## Exercise description
Using the entries that follow, collect the lines where the word "person" appears.

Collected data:
━━━━
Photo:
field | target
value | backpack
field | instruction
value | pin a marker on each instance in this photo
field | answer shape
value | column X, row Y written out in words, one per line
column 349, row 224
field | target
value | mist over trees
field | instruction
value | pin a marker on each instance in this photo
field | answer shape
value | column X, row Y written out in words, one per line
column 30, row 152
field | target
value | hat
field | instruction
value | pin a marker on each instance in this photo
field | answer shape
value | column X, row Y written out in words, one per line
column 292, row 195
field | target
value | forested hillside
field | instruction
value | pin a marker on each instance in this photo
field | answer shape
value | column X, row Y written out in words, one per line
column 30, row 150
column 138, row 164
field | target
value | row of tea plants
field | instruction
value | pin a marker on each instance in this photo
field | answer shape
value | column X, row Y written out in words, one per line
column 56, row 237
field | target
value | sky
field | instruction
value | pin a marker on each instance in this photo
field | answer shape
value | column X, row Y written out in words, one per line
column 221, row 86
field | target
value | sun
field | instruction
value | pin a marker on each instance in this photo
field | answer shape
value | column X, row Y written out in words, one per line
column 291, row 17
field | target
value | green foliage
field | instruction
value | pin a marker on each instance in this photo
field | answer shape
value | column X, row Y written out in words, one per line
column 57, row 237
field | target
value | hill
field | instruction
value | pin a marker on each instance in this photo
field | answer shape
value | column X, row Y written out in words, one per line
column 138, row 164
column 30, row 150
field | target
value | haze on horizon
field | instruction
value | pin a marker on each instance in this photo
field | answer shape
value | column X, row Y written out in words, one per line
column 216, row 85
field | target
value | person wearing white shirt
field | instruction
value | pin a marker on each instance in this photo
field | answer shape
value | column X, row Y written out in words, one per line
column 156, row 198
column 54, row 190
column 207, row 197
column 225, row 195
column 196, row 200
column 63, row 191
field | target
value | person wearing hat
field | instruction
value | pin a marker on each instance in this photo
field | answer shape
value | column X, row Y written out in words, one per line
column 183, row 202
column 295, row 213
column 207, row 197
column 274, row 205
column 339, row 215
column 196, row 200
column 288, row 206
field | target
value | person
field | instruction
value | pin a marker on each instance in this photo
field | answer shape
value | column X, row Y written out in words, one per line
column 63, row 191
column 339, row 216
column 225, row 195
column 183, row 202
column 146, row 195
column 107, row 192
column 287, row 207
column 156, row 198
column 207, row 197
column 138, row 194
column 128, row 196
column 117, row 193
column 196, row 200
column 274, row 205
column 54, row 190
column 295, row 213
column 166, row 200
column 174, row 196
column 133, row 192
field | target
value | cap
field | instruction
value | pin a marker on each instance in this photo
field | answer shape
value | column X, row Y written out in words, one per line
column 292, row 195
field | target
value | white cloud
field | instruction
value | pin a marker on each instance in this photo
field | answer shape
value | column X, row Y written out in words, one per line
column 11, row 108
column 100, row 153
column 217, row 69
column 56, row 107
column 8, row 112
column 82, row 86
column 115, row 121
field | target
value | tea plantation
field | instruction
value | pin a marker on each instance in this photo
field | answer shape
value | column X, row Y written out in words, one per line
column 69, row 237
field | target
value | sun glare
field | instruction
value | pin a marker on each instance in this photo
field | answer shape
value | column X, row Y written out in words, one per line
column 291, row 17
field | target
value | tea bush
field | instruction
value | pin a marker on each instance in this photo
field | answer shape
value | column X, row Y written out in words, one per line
━━━━
## Solution below
value | person wearing white shirt
value | person wearing hat
value | person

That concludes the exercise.